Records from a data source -

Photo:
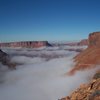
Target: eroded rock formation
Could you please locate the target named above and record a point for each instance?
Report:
(90, 57)
(27, 44)
(89, 91)
(5, 60)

Task directions - Could you rewrite the records above with "eroded" swapped for "weathered", keeping everything else unchanged and leaving out the pictures?

Task answer -
Photo:
Target: weathered rock formation
Could you please locate the target named above and record a point for each instance?
Report:
(90, 57)
(27, 44)
(89, 91)
(5, 60)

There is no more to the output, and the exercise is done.